WHAT TO DO: Output the records from the line with "Report x and y for each instance of the blue sock" to the line with "x=318, y=531", swapping "blue sock" for "navy sock" and leaving everything else unchanged.

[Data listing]
---
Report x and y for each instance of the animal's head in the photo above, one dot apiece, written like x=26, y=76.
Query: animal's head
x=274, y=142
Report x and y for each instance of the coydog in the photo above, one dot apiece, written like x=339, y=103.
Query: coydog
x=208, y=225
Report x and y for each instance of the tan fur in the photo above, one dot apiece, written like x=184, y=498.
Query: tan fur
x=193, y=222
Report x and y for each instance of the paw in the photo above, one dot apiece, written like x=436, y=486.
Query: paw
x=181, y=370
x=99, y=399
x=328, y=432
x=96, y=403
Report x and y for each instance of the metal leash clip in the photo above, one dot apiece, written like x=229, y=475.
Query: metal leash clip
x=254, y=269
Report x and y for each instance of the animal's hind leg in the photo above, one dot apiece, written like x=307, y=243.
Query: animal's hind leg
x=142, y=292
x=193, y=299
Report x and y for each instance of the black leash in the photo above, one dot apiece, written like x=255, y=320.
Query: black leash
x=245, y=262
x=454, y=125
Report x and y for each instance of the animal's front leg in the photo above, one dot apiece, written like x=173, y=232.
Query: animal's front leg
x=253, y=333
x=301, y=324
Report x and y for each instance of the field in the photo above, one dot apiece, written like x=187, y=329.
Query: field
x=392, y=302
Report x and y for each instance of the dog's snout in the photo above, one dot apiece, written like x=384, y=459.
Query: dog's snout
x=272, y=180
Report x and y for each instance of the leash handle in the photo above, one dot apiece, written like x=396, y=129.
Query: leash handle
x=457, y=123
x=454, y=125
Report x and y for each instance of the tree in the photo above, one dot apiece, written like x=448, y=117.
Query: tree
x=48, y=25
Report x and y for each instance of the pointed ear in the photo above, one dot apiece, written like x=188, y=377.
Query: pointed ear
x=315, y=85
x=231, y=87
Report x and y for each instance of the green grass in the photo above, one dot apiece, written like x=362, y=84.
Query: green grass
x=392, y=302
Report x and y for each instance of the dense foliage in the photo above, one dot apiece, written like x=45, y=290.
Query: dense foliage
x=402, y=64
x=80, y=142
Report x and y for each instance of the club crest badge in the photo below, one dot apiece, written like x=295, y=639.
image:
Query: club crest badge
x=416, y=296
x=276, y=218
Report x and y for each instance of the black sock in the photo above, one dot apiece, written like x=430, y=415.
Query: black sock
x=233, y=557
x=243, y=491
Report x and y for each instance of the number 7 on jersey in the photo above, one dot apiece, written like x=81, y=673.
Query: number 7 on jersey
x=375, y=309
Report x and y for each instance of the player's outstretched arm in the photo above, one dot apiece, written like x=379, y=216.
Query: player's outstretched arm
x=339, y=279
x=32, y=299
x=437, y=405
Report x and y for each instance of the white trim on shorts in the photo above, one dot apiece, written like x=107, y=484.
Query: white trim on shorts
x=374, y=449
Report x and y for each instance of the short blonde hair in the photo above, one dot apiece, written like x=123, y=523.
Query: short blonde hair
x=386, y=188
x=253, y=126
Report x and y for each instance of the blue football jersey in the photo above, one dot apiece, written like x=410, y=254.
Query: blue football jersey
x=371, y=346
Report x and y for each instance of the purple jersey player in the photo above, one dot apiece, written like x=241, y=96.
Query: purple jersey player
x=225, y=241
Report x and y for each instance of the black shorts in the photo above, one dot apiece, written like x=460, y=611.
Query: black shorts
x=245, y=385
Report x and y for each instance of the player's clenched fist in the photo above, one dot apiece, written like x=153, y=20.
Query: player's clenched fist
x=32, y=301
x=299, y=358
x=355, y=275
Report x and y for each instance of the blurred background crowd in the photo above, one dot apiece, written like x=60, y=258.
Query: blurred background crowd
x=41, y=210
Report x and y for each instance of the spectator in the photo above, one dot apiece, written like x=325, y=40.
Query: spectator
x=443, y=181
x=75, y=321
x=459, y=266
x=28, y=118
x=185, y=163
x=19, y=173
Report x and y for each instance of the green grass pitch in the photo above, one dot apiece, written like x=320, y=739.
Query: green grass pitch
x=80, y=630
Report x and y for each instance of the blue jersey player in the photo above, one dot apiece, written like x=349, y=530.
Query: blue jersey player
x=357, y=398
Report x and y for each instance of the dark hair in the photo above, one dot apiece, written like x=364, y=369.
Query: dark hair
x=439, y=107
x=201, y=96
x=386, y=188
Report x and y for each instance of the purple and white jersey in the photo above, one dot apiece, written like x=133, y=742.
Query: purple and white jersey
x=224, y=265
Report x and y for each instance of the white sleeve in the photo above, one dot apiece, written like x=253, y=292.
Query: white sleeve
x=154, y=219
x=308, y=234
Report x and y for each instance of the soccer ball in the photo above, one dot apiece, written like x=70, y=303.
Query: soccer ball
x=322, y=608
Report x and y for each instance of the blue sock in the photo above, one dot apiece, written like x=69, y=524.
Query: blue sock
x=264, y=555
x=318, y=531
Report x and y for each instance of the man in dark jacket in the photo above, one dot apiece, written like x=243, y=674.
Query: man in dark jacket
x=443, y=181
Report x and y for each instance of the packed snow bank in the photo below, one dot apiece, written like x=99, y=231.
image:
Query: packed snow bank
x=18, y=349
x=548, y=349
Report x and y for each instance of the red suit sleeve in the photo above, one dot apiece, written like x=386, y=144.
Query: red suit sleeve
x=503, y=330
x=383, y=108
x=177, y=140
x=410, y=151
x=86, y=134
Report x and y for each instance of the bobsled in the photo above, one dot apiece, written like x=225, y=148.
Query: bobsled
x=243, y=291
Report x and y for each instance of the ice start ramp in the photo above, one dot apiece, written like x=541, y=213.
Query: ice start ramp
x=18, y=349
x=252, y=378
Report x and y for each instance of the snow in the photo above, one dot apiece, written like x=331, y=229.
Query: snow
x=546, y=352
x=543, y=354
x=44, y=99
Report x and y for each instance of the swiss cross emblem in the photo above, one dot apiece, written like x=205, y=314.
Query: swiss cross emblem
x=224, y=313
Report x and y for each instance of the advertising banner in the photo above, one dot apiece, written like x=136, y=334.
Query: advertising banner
---
RESPONSE FOR THIS EXERCISE:
Report x and y for each instance of the navy sock in the photo above, one dot apiece, written like x=69, y=524.
Query: navy sock
x=264, y=555
x=318, y=531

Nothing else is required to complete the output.